:: EXERCISE DETAILS ::
Each entry below must be repeated word for word.

....

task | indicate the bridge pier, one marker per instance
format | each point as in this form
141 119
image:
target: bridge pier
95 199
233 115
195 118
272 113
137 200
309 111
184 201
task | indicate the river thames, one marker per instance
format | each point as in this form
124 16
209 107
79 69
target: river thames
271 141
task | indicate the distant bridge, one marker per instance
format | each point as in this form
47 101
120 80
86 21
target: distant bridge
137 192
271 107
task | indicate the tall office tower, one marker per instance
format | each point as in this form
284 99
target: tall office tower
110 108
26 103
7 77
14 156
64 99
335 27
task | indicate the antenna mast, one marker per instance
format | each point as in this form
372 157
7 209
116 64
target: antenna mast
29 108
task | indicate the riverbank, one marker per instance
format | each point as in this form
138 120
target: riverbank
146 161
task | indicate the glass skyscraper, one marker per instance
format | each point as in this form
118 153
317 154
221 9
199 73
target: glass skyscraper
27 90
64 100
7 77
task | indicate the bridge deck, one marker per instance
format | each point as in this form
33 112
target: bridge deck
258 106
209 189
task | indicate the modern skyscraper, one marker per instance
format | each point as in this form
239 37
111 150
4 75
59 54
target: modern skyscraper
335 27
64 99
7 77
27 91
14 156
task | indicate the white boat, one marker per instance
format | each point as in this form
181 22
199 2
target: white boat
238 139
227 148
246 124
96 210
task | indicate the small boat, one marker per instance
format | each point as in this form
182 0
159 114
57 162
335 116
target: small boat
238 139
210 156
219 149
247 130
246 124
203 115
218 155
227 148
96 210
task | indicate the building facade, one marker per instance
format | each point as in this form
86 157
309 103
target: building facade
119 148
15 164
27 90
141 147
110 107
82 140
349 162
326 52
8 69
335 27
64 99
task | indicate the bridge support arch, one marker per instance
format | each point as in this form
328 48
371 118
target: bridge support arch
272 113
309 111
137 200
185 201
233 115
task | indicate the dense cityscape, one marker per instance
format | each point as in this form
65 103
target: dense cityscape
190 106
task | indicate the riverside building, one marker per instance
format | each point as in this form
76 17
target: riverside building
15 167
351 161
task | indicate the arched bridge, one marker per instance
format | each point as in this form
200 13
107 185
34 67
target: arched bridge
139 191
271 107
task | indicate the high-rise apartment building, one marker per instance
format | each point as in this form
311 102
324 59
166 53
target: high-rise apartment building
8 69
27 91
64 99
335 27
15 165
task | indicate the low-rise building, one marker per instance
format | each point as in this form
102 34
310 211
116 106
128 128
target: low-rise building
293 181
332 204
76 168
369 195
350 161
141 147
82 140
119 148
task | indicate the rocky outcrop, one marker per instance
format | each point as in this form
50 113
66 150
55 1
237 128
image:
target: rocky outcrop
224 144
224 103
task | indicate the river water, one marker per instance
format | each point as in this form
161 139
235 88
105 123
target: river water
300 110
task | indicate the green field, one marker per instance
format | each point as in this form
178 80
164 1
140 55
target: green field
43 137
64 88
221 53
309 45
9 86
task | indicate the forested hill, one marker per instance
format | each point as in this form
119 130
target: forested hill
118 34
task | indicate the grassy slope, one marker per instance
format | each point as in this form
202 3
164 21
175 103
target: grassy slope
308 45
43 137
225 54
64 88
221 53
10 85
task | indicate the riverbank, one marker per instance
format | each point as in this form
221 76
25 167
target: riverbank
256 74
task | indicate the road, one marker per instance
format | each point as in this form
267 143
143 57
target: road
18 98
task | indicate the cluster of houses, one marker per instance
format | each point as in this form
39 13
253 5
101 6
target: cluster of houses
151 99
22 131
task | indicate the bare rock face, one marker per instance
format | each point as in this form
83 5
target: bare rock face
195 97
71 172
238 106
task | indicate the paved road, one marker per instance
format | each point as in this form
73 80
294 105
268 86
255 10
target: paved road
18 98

....

:: SOLVED EXERCISE ::
task | indicate the bridge pier, one marker per instance
format | each point as in this form
141 119
image:
target: bridge pier
95 199
233 115
195 118
272 113
137 200
309 111
184 201
task | indicate the river thames, one marker per instance
format | each point as in this form
124 16
209 107
79 69
target: river thames
271 141
task | indicate the distant bridge, one marker per instance
format | each point as in this form
47 101
120 80
86 21
target: distant bridge
137 192
271 107
task | indicate the tall office tower, one marker per instance
format | each point as in this form
284 99
target: tall office tower
110 108
26 103
7 77
14 156
64 99
335 27
task | indicate the antenna mast, one marker per instance
format | each point as in this form
372 157
7 209
116 64
target: antenna mast
29 108
task | indicate the riverbank, one marker per instance
format | each point as in this form
138 120
target: riverbank
146 161
task | indicate the glass skyscraper, one marker per instance
format | each point as in this form
118 153
317 154
221 9
199 73
target: glass skyscraper
27 90
64 100
7 77
task | indicate the bridge deck, one marker per instance
format | each point as in this form
33 112
target: bridge deck
258 106
209 189
task | indicate the modern skyscraper, one marker per instance
format | each point as in this form
239 37
111 150
4 75
59 54
target: modern skyscraper
335 27
64 99
7 77
27 91
14 156
task | indicate the white boat, one marker per instance
format | each point as in this form
181 22
199 2
target: white boat
238 139
227 148
246 124
96 210
task | indicate the small boat, one marker per instance
format | each point as in this form
182 0
159 114
57 162
335 116
target: small boat
238 139
210 156
219 149
247 130
246 124
203 115
218 155
227 148
96 210
task | indicate the building facade, one marker per instance
format | each point as in this form
86 157
309 103
target: building facade
119 148
15 164
27 90
141 147
110 107
82 140
349 162
326 52
8 69
335 27
64 99
task | indicate the bridge support arch, one marker per instance
format | each point as in this form
328 48
371 118
target: bridge support arch
272 113
309 111
137 200
185 201
233 115
task | indicate the dense cityscape, one marker per instance
format | each point as in this form
65 103
target: dense cityscape
190 106
task | indicate the riverside building, one marker per instance
format | each point as in this form
76 17
target: riverside building
15 167
351 161
task | indicate the arched bridge, one marker per instance
format | each point as in this form
200 13
107 185
34 67
target: arched bridge
139 191
271 107
task | indicate the high-rise apartment building, one marker per instance
format | each point as in this form
311 102
324 59
166 53
target: high-rise apartment building
8 69
27 91
64 99
335 27
15 165
task | indicate the low-rise building, one marker per instance
format | each point as in this form
102 34
310 211
116 106
128 128
target: low-rise building
293 181
332 204
76 168
369 195
350 161
141 147
82 140
119 148
task | indicate the rocky outcrop, one marker per instance
format | each point as in this form
50 113
66 150
55 1
237 128
image:
target: rocky outcrop
224 144
224 103
task | indicate the river water, one marker per instance
format | each point as in this form
161 139
235 88
105 123
target: river water
300 110
task | indicate the green field, one marker per instance
format | each point as in this form
178 80
164 1
140 55
target: green field
43 137
64 88
221 53
309 45
9 86
task | indicate the forested hill, one marker per instance
format | each point as in this form
119 130
target: forested hill
118 34
task | indicate the grassy slope, one marker per instance
format | each point as in this form
202 3
164 21
175 103
target: grassy slope
308 45
43 137
225 54
64 88
221 53
10 85
task | indicate the riverbank, one marker per instance
format | each point as in this form
221 76
25 167
target: riverbank
256 74
task | indicate the road, one marker per instance
format | each point as in this form
267 143
143 57
target: road
18 98
task | indicate the cluster of houses, one marker per instance
format | each point as in this form
39 13
253 5
101 6
target: cluster of houses
151 99
22 131
task | indicate the bare rock face, one marker per instance
format | each point as in this form
83 5
target: bare rock face
195 97
71 172
238 106
task | indicate the paved road, one marker per instance
format | each point as in this form
73 80
294 105
268 86
255 10
target: paved road
18 98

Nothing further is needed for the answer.